| What is needed |
All entries are to be returned verbatim.

(Entries taken from a collection)
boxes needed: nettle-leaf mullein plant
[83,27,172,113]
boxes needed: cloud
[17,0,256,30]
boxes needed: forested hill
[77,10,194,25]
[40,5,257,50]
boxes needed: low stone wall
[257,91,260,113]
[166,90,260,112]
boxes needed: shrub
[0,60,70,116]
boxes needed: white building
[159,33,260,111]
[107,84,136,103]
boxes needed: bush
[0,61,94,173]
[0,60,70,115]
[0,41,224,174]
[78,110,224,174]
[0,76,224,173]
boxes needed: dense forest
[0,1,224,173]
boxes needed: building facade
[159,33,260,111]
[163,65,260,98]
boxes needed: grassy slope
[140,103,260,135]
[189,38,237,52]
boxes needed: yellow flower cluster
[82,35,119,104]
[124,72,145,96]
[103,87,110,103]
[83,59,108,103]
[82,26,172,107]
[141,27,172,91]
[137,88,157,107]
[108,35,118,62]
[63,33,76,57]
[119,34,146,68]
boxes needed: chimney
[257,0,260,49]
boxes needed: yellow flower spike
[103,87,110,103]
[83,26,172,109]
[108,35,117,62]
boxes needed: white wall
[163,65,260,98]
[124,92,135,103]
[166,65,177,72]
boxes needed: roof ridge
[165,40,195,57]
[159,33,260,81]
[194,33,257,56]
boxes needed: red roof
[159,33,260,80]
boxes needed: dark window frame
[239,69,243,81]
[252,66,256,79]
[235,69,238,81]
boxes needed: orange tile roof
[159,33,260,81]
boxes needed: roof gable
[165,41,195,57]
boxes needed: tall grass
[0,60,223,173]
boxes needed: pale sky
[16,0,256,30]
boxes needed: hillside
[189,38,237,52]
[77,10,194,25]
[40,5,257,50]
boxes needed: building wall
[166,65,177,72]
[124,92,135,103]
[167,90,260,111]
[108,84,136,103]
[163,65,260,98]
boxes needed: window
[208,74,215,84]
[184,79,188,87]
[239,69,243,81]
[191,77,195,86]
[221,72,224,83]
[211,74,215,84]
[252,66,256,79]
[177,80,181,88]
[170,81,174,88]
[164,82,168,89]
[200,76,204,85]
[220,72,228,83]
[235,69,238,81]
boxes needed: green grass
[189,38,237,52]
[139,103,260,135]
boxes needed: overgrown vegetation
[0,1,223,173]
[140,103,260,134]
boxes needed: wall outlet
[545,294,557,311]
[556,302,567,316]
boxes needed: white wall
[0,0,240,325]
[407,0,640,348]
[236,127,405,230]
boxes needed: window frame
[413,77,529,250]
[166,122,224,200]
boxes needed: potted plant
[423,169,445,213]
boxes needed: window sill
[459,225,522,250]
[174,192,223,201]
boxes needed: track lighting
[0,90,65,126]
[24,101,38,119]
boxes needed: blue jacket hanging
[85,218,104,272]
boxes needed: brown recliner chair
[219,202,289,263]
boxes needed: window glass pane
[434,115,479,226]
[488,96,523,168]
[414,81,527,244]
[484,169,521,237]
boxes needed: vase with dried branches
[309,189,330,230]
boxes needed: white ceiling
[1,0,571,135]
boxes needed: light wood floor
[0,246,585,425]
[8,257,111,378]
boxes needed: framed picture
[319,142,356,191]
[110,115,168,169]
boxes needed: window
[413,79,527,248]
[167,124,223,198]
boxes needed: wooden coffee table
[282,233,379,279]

| Expected output |
boxes needed: nettle-leaf mullein plant
[83,27,172,113]
boxes needed: cloud
[17,0,256,30]
boxes needed: forested hill
[77,10,194,25]
[40,5,257,50]
boxes needed: low stone wall
[257,91,260,113]
[166,90,260,112]
boxes needed: shrub
[0,60,70,116]
boxes needed: white building
[159,33,260,111]
[107,84,136,103]
boxes needed: bush
[0,61,94,173]
[0,60,70,115]
[0,41,224,174]
[78,110,224,174]
[0,76,224,173]
boxes needed: dense forest
[0,1,224,173]
boxes needed: building facade
[159,33,260,111]
[163,65,260,98]
boxes needed: grassy slope
[140,103,260,135]
[189,38,237,52]
boxes needed: yellow flower cluster
[82,35,119,104]
[124,72,145,96]
[103,87,110,103]
[83,59,108,103]
[82,26,172,107]
[141,27,172,91]
[137,88,157,107]
[108,35,118,62]
[63,33,76,57]
[119,34,146,68]
boxes needed: chimney
[257,0,260,49]
boxes needed: yellow flower spike
[103,87,110,103]
[83,26,172,109]
[108,35,117,62]
boxes needed: white wall
[163,65,260,98]
[124,92,135,103]
[166,65,177,72]
boxes needed: roof ridge
[165,40,195,57]
[159,33,260,81]
[194,33,257,56]
boxes needed: red roof
[159,33,260,80]
boxes needed: dark window frame
[239,69,243,81]
[252,66,256,79]
[235,69,238,81]
boxes needed: orange tile roof
[159,33,260,81]
boxes needed: roof gable
[165,41,195,57]
boxes needed: tall grass
[0,60,223,173]
boxes needed: pale sky
[16,0,256,30]
boxes needed: hillside
[189,38,237,52]
[77,10,194,25]
[40,5,257,50]
boxes needed: building wall
[166,65,177,72]
[124,92,135,103]
[167,90,260,111]
[108,84,136,103]
[163,65,260,98]
boxes needed: window
[208,74,215,84]
[184,79,188,87]
[239,69,243,81]
[191,77,195,86]
[221,72,224,83]
[211,74,215,84]
[252,66,256,79]
[177,80,181,88]
[170,81,174,88]
[164,82,168,89]
[200,76,204,85]
[220,72,228,83]
[235,69,238,81]
boxes needed: green grass
[189,38,237,52]
[139,103,260,135]
boxes needed: overgrown vegetation
[0,1,223,173]
[140,103,260,134]
boxes needed: wall outlet
[545,294,557,311]
[556,302,567,316]
boxes needed: white wall
[0,0,240,325]
[407,0,640,348]
[236,127,405,230]
boxes needed: window frame
[413,77,529,250]
[166,122,224,200]
boxes needed: potted plant
[423,169,445,213]
boxes needed: window sill
[459,225,522,250]
[174,192,223,201]
boxes needed: track lighting
[0,90,65,126]
[24,101,38,119]
boxes needed: blue jacket hanging
[85,218,104,272]
boxes needed: brown recliner chair
[219,202,289,263]
boxes needed: window glass pane
[434,115,479,226]
[488,96,523,168]
[414,81,527,244]
[484,169,521,237]
boxes needed: vase with dried branches
[309,189,330,230]
boxes needed: white ceiling
[1,0,571,135]
boxes needed: light wood floor
[0,246,585,425]
[8,257,111,378]
boxes needed: framed picture
[319,142,356,191]
[110,115,168,169]
boxes needed: window
[413,79,527,248]
[167,124,223,198]
boxes needed: wooden coffee table
[282,233,379,279]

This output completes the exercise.